■ Stated task
Which lines in the entries below contain the string "Return", with case counting? Pick out each of those lines and copy it.

'''

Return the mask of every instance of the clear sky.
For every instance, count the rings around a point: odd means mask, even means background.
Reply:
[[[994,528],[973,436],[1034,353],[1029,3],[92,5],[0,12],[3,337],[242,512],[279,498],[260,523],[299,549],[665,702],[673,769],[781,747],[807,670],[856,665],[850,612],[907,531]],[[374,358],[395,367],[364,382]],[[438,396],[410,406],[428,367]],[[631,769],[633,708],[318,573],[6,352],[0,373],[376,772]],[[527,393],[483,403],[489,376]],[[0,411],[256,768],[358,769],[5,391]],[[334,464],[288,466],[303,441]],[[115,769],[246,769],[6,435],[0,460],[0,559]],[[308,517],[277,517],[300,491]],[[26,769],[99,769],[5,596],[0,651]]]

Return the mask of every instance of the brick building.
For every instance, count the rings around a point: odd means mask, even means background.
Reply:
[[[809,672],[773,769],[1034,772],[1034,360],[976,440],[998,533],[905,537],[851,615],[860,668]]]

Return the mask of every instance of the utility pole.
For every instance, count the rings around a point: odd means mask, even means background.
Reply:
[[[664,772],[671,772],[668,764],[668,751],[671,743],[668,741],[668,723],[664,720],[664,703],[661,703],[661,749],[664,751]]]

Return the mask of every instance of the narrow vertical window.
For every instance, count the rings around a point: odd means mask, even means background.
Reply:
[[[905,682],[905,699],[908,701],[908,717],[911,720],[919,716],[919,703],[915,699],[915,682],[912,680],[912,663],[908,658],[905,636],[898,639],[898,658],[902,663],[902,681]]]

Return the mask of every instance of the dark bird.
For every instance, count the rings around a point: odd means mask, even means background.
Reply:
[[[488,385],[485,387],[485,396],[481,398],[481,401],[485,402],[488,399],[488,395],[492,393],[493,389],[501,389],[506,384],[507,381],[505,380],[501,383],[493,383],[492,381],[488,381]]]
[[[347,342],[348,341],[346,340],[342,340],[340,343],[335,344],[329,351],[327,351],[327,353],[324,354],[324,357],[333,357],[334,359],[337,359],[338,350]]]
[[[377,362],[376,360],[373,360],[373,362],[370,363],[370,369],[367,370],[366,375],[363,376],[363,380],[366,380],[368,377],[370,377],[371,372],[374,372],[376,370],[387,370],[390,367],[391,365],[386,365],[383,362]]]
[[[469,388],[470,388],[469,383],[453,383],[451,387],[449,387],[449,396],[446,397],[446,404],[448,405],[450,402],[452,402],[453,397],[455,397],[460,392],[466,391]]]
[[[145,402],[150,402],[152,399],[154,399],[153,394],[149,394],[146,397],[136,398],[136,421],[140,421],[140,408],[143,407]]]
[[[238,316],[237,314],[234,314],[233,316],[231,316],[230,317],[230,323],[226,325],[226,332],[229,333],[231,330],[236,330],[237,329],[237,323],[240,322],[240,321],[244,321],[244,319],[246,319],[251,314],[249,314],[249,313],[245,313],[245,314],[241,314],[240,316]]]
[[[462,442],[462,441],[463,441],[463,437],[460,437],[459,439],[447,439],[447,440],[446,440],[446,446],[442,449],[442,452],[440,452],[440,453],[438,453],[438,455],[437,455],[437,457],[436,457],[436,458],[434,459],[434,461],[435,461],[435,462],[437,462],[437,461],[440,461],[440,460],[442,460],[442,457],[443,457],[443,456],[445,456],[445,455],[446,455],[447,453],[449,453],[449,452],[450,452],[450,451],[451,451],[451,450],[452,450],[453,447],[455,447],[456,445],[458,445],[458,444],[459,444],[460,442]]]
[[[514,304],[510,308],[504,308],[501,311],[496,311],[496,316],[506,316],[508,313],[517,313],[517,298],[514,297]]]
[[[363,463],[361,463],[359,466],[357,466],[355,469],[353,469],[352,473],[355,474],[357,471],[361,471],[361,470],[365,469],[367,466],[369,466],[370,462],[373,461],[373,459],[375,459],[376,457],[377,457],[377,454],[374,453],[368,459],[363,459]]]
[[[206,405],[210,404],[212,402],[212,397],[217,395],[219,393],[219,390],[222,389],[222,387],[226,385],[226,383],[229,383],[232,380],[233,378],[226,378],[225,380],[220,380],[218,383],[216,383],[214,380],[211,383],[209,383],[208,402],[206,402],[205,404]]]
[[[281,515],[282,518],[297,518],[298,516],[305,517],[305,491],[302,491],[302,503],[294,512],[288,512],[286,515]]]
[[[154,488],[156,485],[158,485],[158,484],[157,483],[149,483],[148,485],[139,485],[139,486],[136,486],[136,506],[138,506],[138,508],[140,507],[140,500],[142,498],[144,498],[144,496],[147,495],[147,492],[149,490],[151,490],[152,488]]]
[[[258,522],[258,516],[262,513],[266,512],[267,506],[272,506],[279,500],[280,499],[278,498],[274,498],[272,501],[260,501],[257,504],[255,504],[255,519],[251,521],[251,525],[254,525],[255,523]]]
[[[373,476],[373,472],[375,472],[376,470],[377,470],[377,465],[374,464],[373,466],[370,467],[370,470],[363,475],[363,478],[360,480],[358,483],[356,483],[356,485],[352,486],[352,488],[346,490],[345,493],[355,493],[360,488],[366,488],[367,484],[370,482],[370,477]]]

'''

■ Output of the task
Return the mask of every instance of the clear sky.
Return the mask of every instance of the brick building.
Return the mask of every instance of the utility pole.
Return the mask of every instance of the narrow vertical window.
Return the mask of every instance of the dark bird.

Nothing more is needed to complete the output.